Data listing:
╔══

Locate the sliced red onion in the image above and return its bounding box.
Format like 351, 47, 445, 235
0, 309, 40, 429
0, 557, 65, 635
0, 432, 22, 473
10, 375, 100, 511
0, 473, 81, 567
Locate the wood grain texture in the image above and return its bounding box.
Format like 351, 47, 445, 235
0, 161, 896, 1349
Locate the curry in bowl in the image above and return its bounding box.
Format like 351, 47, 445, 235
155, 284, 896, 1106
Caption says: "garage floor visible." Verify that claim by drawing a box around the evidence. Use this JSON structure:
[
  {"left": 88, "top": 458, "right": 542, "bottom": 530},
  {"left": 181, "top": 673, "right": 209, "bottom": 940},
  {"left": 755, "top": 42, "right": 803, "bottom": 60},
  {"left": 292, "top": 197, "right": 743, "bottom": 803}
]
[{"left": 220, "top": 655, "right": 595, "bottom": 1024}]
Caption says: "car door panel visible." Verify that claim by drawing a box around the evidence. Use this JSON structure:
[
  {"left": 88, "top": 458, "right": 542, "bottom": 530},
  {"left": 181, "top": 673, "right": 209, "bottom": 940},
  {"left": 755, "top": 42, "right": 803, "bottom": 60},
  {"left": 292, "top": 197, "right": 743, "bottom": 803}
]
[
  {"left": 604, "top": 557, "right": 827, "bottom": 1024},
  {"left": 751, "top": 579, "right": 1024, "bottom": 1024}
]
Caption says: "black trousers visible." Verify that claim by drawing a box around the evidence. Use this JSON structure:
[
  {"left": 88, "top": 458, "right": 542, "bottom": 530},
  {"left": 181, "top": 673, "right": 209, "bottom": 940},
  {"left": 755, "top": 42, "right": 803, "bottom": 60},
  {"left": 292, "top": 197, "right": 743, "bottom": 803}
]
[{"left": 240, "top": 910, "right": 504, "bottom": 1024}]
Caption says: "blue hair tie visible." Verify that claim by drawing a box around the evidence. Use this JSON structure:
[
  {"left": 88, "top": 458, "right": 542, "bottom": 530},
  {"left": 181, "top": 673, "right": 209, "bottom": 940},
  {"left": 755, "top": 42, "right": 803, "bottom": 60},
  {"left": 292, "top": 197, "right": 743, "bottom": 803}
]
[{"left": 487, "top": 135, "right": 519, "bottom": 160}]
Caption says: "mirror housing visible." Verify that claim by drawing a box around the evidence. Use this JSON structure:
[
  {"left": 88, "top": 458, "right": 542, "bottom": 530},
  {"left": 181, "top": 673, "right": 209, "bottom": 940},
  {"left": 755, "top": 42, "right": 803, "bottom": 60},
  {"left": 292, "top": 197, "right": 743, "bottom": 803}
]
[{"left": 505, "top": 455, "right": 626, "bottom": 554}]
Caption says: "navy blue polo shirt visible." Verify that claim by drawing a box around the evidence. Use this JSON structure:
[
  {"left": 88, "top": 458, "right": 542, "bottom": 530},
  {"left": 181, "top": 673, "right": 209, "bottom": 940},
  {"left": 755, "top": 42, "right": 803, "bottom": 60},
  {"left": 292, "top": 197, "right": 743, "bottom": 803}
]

╚══

# AIM
Copy the lines of the data listing above, from its first line up to and including the line with "0, 473, 81, 567". Scale every box coordinate in the answers by 2.35, round to whole numbers with halves rounded up, and leave all other text unchanged.

# ANSWER FOR THE TASK
Locate the sliced red onion in the image above and return its bounding box.
Format like 351, 47, 445, 235
0, 726, 94, 1008
0, 1309, 153, 1492
0, 1015, 52, 1112
24, 881, 235, 1201
0, 1112, 190, 1332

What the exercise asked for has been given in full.